Pointing entries for labeled objects

>> START

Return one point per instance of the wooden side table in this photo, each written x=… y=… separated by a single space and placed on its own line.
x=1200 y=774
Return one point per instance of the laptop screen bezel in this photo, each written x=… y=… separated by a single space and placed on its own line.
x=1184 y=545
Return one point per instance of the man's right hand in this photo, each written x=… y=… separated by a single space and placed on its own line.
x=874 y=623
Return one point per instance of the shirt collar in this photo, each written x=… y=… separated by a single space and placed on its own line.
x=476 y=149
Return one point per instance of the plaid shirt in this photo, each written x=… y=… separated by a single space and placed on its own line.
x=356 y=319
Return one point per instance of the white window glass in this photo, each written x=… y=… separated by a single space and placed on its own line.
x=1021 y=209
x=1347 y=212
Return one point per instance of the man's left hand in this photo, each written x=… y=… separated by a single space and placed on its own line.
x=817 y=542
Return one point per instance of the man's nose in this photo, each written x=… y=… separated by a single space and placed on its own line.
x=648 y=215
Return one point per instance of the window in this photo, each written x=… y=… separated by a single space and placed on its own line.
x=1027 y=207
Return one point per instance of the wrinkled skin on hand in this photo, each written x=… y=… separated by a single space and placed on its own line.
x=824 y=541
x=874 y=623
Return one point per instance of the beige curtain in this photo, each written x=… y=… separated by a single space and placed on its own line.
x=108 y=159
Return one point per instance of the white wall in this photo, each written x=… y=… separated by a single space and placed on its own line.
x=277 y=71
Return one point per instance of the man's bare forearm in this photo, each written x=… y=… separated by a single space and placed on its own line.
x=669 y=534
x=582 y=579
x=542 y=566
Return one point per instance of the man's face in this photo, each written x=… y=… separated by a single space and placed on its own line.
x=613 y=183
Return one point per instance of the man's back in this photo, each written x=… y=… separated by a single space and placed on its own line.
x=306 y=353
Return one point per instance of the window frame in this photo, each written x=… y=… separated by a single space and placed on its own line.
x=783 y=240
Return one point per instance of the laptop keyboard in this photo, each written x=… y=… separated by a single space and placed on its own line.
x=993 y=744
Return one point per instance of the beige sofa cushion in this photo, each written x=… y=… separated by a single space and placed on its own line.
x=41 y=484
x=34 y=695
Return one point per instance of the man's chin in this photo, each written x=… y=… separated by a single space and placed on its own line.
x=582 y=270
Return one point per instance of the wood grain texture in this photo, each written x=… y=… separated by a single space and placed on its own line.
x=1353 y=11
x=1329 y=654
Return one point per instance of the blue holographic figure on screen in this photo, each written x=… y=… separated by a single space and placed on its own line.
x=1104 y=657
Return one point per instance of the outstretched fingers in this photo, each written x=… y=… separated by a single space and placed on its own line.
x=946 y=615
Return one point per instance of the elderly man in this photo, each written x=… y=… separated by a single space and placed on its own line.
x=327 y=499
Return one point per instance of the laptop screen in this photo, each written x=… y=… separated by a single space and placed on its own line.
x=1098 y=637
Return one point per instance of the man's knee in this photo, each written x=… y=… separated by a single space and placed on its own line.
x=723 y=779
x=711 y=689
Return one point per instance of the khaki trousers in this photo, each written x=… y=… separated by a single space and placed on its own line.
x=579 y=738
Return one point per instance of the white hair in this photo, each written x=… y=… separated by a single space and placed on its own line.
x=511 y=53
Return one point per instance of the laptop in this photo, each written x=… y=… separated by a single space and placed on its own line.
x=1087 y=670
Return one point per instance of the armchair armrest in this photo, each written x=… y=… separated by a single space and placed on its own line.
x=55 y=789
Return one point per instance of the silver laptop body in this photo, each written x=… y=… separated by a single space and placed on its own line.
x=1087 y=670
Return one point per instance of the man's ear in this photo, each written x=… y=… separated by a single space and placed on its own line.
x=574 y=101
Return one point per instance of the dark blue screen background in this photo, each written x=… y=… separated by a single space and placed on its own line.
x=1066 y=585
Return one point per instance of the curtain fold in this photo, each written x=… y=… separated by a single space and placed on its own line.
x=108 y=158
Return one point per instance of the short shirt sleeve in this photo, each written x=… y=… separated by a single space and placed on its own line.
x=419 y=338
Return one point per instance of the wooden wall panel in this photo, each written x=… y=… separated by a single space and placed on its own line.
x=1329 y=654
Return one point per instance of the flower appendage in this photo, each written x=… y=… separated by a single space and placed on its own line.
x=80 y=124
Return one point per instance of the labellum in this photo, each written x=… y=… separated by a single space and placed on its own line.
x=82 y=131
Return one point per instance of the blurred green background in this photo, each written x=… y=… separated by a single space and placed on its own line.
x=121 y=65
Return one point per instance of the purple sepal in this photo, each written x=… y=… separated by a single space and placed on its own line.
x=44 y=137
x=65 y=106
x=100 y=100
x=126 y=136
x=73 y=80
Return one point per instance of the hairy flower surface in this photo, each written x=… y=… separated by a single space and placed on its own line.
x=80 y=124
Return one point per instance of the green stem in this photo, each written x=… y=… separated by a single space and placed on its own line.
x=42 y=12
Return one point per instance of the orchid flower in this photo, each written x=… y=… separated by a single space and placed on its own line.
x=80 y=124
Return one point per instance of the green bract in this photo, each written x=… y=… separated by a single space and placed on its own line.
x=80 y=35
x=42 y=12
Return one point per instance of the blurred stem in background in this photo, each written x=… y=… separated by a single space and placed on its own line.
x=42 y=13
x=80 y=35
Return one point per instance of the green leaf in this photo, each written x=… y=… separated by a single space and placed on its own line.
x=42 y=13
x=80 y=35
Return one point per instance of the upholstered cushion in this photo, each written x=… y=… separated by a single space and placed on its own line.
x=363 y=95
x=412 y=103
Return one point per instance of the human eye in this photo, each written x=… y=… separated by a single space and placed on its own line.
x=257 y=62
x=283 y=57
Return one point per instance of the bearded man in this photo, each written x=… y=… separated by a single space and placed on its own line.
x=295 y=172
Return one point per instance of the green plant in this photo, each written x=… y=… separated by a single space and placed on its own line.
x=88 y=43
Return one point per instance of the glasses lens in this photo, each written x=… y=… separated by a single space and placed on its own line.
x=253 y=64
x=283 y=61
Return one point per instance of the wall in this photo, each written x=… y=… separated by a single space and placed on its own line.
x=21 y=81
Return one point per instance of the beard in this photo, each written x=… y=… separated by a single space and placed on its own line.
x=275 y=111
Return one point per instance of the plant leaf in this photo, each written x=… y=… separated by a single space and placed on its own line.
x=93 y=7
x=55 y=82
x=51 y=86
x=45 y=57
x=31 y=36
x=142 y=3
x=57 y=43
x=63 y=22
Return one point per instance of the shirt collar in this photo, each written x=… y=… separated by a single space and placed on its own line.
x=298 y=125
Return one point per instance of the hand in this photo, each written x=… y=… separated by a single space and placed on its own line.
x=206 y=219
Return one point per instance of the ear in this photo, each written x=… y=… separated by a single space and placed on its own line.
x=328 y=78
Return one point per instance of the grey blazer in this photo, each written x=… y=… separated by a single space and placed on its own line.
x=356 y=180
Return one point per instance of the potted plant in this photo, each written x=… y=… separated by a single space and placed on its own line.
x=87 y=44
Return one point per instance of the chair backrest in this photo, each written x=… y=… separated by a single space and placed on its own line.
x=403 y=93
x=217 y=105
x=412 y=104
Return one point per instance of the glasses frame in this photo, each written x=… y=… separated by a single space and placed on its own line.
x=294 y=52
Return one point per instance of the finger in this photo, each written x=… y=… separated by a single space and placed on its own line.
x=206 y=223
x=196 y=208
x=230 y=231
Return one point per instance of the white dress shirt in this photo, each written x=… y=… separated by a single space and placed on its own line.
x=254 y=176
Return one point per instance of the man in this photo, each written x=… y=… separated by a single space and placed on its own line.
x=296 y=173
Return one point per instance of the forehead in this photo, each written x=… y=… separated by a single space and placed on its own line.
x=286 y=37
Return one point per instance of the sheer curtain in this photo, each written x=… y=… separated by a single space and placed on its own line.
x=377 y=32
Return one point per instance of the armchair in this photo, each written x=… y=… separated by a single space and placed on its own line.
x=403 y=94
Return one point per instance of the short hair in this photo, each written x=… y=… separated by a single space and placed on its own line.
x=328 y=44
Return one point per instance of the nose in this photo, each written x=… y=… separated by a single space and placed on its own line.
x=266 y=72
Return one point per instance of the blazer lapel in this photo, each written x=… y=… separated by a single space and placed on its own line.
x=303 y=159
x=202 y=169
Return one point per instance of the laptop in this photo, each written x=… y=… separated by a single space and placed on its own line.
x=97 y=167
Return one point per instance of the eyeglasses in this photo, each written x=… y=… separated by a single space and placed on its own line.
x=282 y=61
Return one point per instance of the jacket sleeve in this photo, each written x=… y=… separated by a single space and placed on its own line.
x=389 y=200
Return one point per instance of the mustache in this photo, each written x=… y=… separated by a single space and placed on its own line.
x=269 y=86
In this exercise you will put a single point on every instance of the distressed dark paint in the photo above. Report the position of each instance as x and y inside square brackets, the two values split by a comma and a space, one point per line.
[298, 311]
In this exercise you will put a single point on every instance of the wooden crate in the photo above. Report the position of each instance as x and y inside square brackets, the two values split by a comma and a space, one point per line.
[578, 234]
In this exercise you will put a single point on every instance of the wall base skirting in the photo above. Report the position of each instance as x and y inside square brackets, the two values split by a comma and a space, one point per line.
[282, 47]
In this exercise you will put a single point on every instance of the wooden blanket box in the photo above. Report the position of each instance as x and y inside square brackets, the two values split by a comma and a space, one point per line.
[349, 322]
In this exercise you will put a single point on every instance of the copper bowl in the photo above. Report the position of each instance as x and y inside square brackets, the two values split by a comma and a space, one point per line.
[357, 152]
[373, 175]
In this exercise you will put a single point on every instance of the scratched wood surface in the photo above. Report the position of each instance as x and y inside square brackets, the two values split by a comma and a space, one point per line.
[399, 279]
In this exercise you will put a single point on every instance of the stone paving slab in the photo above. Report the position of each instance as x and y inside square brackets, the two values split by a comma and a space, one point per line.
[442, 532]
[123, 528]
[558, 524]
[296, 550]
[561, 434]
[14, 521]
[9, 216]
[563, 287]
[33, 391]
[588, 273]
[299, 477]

>> END

**TASK DIRECTIONS:** Reproduce the items word for word, from the first line through the line that contains "x=1184 y=545", including that line.

**RESULT OF THE TASK:**
Return one point per instance of the wooden side table in this photo, each written x=… y=… separated by a single space and placed on its own line.
x=1200 y=774
Return one point per instance of the laptop screen bezel in this photo, each written x=… y=… separated by a single space and placed on its own line.
x=1184 y=545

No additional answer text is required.